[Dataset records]
== Segment start ==
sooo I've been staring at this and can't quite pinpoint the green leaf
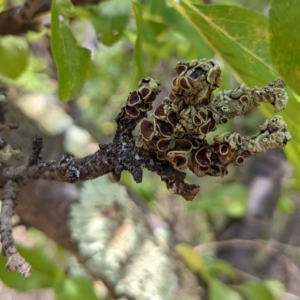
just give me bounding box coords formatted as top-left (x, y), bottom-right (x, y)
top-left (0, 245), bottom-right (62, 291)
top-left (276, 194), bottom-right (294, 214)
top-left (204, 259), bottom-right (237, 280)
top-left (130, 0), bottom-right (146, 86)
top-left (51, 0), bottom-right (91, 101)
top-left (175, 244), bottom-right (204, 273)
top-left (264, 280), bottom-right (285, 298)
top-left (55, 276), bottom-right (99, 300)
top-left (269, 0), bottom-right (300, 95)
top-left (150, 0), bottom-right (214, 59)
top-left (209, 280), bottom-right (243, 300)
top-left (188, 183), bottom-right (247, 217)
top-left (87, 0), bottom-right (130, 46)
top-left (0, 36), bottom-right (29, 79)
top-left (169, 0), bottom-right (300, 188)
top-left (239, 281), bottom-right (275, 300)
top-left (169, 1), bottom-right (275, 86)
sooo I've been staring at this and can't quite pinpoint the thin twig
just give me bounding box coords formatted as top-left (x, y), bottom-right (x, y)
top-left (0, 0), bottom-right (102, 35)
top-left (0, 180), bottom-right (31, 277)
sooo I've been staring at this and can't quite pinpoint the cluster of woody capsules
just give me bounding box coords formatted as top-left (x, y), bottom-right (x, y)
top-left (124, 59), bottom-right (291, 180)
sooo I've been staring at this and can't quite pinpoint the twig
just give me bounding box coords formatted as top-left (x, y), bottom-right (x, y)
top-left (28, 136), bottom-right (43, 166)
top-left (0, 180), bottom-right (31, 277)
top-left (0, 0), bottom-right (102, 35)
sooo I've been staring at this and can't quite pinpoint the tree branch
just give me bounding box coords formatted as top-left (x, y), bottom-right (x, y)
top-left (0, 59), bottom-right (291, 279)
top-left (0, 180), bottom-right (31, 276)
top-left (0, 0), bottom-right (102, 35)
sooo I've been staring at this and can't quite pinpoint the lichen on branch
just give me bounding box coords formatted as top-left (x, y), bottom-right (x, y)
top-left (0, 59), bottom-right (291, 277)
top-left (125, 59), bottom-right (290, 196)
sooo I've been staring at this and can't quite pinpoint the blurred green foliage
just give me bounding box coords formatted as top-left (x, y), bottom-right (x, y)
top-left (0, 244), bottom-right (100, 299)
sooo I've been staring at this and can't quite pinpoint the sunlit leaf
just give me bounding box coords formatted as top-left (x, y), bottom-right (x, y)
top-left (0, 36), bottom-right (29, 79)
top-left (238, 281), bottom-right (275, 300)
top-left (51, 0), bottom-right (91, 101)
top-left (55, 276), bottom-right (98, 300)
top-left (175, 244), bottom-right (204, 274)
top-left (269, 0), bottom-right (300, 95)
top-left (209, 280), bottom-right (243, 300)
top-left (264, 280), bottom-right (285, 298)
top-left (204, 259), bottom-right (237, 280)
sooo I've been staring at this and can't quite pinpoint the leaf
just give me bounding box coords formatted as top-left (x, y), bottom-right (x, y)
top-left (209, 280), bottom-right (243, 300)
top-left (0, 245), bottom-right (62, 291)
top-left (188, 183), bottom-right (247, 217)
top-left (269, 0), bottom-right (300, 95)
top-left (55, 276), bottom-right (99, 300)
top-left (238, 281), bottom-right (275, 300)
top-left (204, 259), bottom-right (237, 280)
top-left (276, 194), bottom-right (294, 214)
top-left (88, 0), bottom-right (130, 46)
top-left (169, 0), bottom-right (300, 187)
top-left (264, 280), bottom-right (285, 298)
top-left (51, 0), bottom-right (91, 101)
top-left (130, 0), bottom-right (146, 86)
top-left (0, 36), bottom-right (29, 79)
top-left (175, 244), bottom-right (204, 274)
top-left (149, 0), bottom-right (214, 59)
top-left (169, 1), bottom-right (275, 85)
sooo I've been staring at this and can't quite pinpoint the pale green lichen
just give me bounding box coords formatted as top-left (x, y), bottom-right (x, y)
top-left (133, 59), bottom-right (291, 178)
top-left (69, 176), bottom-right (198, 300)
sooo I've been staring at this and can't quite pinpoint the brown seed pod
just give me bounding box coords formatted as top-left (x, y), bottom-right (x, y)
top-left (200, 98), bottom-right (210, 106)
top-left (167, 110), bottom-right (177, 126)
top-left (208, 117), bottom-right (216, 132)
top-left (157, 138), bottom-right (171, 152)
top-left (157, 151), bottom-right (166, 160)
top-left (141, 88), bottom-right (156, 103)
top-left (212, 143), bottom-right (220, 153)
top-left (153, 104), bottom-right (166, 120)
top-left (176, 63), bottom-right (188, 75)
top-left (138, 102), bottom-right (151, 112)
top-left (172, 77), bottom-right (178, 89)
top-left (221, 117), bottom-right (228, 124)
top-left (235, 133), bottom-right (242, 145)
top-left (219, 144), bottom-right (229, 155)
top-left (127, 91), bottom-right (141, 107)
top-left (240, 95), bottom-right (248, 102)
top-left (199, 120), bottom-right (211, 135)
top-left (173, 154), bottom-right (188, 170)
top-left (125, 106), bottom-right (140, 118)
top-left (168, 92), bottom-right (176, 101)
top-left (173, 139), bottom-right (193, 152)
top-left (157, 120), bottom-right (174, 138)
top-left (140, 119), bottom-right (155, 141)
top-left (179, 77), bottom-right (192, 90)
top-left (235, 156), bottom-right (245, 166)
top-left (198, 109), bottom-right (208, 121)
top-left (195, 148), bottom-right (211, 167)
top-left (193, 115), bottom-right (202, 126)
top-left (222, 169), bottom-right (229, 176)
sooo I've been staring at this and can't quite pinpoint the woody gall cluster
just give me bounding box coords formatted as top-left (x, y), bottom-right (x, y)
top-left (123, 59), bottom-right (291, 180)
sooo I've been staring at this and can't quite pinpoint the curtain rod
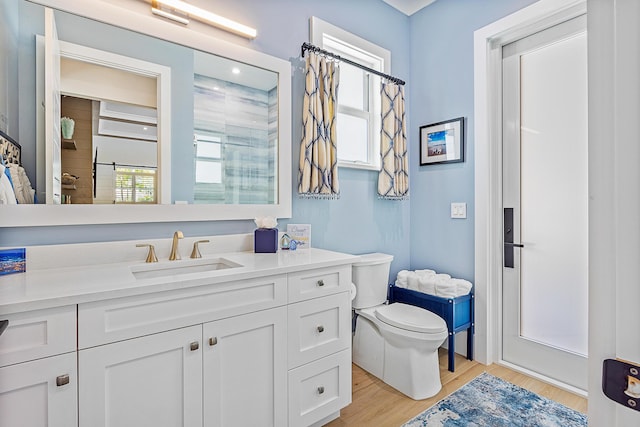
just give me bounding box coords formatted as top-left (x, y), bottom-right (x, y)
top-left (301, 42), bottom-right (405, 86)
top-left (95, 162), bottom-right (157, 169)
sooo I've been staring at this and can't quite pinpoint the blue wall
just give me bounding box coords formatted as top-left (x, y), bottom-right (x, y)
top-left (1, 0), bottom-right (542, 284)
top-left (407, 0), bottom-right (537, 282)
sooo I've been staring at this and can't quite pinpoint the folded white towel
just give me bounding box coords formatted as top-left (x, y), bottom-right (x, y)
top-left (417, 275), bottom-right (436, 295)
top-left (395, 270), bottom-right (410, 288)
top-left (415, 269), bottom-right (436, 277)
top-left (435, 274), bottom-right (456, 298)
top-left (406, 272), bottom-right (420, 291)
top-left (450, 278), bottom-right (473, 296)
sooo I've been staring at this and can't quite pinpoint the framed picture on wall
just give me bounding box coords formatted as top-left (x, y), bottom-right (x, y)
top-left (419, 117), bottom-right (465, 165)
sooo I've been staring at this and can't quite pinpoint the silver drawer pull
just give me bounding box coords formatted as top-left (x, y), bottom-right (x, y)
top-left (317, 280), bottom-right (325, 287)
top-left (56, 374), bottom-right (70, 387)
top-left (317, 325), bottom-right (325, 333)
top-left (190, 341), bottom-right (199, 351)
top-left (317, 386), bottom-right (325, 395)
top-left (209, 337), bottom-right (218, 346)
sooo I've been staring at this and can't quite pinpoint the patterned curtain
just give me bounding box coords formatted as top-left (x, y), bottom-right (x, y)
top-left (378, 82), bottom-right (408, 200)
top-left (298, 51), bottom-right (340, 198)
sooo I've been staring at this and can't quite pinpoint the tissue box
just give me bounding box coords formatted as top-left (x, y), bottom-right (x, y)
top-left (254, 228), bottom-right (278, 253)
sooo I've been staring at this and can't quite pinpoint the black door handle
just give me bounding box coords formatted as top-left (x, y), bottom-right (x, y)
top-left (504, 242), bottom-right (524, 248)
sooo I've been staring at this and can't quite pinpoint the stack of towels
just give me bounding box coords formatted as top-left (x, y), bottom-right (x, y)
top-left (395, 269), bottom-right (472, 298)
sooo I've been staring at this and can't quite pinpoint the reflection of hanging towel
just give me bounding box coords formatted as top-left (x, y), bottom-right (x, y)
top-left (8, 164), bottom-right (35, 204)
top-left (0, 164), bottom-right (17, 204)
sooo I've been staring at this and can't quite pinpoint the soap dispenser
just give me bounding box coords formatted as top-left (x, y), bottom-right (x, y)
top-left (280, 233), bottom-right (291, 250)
== Segment end ==
== Segment start ==
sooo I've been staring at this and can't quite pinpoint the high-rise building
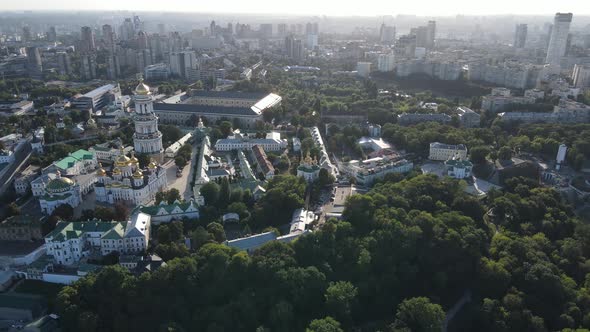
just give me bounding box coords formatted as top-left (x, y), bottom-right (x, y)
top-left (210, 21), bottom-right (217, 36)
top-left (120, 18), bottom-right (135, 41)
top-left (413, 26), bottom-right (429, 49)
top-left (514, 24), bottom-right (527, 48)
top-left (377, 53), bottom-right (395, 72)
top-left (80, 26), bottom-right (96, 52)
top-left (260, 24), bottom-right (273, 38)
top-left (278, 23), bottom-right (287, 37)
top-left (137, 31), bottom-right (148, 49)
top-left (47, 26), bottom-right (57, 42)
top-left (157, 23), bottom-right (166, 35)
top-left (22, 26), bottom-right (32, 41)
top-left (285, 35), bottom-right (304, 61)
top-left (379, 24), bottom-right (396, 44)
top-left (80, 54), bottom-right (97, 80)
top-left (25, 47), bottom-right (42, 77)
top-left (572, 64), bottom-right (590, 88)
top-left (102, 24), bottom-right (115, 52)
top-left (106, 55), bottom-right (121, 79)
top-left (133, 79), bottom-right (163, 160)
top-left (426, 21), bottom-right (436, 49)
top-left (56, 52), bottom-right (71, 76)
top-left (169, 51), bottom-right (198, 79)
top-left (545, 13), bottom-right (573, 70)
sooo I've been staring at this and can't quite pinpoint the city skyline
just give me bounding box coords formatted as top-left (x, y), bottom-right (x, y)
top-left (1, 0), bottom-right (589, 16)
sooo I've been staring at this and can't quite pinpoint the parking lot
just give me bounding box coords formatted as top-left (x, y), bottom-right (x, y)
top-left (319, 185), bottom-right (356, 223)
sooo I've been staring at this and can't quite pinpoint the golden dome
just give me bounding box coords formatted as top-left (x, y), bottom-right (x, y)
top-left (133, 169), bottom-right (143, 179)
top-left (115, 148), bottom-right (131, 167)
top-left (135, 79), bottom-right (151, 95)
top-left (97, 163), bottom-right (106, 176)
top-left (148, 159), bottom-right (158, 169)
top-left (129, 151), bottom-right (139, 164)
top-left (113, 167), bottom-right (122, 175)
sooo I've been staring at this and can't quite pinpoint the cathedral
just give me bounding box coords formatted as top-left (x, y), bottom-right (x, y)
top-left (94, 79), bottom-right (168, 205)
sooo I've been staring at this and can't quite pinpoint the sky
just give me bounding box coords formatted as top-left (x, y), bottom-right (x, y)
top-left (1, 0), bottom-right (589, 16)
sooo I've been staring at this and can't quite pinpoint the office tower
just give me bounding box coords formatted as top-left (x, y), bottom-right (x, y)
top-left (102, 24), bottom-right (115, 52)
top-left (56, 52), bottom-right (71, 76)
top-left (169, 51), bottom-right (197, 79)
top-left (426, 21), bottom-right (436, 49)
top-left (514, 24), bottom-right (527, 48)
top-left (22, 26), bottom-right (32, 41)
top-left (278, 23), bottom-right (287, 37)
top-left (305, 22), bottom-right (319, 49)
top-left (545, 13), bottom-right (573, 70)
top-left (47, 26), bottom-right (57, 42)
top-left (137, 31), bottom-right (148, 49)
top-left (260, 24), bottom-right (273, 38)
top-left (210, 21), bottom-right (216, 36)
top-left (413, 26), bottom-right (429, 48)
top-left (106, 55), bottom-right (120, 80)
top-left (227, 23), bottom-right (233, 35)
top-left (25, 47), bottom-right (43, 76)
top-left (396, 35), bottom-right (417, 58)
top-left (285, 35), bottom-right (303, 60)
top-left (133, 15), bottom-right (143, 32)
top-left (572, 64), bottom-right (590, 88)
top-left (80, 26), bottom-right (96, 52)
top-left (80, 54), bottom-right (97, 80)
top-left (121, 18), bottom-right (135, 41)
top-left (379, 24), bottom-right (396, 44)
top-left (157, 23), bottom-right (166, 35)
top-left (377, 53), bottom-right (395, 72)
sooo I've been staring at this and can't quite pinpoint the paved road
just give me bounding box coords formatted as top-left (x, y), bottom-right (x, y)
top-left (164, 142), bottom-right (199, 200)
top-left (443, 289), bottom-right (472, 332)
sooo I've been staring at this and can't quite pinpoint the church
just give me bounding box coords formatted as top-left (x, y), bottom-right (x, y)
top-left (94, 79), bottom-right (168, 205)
== Segment end ==
Print again the lines of the entries above that fall between the line holding "the patterned curtain" and the line holding "of hanging towel", inclusive, exactly as they stand.

Written response =
sooo I've been staring at this and can't quite pinpoint the patterned curtain
just give me bounding box coords formatted as top-left (x, y), bottom-right (x, y)
top-left (378, 82), bottom-right (408, 200)
top-left (298, 51), bottom-right (340, 198)
sooo I've been staring at this and can't quite pinpoint the tissue box
just give me bounding box coords formatted as top-left (x, y), bottom-right (x, y)
top-left (254, 228), bottom-right (278, 253)
sooo I've been staring at this and can't quite pinpoint the black door handle
just give me bounding box coords formatted as top-left (x, y), bottom-right (x, y)
top-left (504, 242), bottom-right (524, 248)
sooo I've been staring at this and can't quite pinpoint the stack of towels
just give me bounding box coords formatted as top-left (x, y), bottom-right (x, y)
top-left (395, 269), bottom-right (472, 298)
sooo I've been staring at this and can't quite pinpoint the reflection of hanging towel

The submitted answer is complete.